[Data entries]
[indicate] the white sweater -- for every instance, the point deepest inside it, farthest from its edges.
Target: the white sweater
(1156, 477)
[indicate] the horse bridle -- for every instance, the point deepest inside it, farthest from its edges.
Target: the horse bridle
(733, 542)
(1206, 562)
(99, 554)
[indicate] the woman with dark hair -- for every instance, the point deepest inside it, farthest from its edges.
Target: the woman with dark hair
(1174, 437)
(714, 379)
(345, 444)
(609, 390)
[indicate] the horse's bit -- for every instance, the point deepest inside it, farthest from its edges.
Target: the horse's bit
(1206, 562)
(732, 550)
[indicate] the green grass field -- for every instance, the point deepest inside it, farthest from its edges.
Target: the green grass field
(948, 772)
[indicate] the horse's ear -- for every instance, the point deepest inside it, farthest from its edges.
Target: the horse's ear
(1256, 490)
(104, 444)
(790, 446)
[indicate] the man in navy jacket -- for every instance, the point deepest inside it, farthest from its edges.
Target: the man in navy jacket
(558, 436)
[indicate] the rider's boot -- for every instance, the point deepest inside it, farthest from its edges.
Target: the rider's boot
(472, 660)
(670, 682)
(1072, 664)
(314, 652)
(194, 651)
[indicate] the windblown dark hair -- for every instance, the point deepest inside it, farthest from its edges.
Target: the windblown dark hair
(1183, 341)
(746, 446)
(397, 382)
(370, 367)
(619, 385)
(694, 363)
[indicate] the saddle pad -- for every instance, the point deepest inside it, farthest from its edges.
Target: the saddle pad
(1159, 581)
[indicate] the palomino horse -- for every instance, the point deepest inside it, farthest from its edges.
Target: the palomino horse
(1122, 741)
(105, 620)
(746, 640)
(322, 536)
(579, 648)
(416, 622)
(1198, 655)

Work to be completed: Reproduce verbatim the lines of the listing above, from the line with "[indicate] the horse's ear" up to and including the line with "(1159, 581)".

Result:
[indicate] the horse's ear -- for every instance, the point deepest inside it, farthest from its edges.
Target: the horse's ear
(1256, 490)
(104, 444)
(790, 446)
[indicate] the man in navy jacket -- for every instance, the point deepest inside it, farthest from its edges.
Target: the man in navy jacket
(558, 436)
[indicate] the rider's boot -- for every instance, the point deepest inside it, farthest from its edges.
Target: the rider's boot
(472, 660)
(670, 682)
(1072, 664)
(314, 652)
(194, 651)
[indicate] the windblown dark hair -- for every instance, the point deepest inside it, farthest from its edges.
Target: the windblown dark hair
(1183, 341)
(746, 446)
(397, 382)
(370, 367)
(619, 385)
(694, 363)
[indicate] the saddle pad -- for every instance, the point deepest inside it, farthest from its edges.
Target: the saddle pad
(1159, 581)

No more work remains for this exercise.